Mit moderater Kalorienreduktion länger leben |
Theo Dingermann |
21.02.2022 07:00 Uhr |
So radikal leer muss der Teller nicht bleiben. Vor allem sollte die Ernährung ausgewogen sein – ein Leben lang. / Foto: Getty Images/Tetra Images
Der Wunsch nach einem längeren Leben treibt mittlerweile eine ganze Industrie an. Mit Hochdruck wird nach Zielstrukturen gesucht, die sich pharmakologisch modulieren lassen könnten, um so einen Beitrag zu einer Verlängerung der Lebenserwartung beim Menschen zu leisten. Noch befinden sich solche Anstrengungen in einer sehr frühen Phase, aber aussichtslos scheinen diese Aktivitäten nicht zu sein.
Aus Tierversuchen ist landläufig bekannt, dass eine strikte Kalorienreduktion die Lebenserwartung deutlich verlängert. Allerdings kann man diese Ergebnisse nicht auf den Menschen übertragen, da so drastische Einschränkungen bei der Nahrungsaufnahme kaum akzeptiert werden, wenn sie nicht gar schädlich sind.
Nun zeigt eine erste Auswertung der CALERIE-Studie (Comprehensive Assessment of Long-term Effects of Reducing Intake of Energy), dass auch eine moderate Einschränkung der Kalorienzufuhr relevante Effekte hat, die sich auch auf die Lebenserwartung auswirken könnten. Dies berichtet ein Team um Olga Spadaro von der Yale School of Medicine in New Haven im Fachjournal »Science«. Demnach verbessert eine etwa 14-prozentige Kalorienrestriktion über zwei Jahre bei gesunden Menschen unter anderem die Thymopoese, die Reifung von T-Zellen im Thymus. Diese Effekte korrelieren mit der Mobilisierung von intrathymischen ektopischen Lipiden.
++++++++++
- Aufgabe: Schreib aus dem Artikel über Kalorienreduktion die Stelle zwischen „Nun zeigt eine“ und „intrathymischen ektopischen Lipiden.“ Wort für Wort ab, beide Stellen eingeschlossen.

- Daten zur Durchsicht:
++++++++++
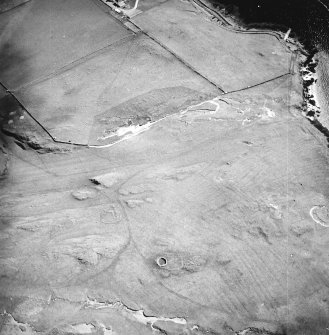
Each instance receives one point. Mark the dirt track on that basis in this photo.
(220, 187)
++++++++++
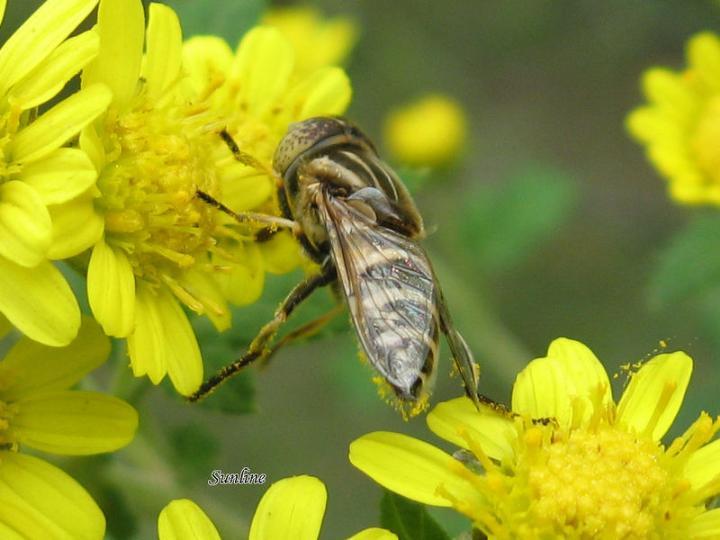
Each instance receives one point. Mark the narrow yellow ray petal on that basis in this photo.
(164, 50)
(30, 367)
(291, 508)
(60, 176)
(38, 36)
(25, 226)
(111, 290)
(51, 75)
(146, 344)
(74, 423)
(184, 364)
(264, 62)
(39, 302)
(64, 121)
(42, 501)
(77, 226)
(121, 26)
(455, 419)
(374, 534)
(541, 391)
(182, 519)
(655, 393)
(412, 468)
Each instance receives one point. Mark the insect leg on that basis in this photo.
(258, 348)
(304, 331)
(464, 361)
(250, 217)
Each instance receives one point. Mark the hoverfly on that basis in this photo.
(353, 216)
++++++++++
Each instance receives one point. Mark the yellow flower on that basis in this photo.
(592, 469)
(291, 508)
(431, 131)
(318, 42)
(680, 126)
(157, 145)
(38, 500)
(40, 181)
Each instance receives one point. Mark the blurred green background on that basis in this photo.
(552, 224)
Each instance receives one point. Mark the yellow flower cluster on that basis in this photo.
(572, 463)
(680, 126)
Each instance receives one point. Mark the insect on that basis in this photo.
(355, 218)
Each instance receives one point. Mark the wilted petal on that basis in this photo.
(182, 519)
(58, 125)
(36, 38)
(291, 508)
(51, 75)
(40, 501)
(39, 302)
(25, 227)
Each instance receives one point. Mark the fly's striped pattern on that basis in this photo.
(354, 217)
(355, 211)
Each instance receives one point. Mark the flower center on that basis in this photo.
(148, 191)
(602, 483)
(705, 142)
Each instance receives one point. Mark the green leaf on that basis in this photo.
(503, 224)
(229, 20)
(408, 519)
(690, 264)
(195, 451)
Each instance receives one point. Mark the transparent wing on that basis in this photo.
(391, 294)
++++++++++
- Erwartete Antwort:
Nun zeigt eine erste Auswertung der CALERIE-Studie (Comprehensive Assessment of Long-term Effects of Reducing Intake of Energy), dass auch eine moderate Einschränkung der Kalorienzufuhr relevante Effekte hat, die sich auch auf die Lebenserwartung auswirken könnten. Dies berichtet ein Team um Olga Spadaro von der Yale School of Medicine in New Haven im Fachjournal »Science«. Demnach verbessert eine etwa 14-prozentige Kalorienrestriktion über zwei Jahre bei gesunden Menschen unter anderem die Thymopoese, die Reifung von T-Zellen im Thymus. Diese Effekte korrelieren mit der Mobilisierung von intrathymischen ektopischen Lipiden.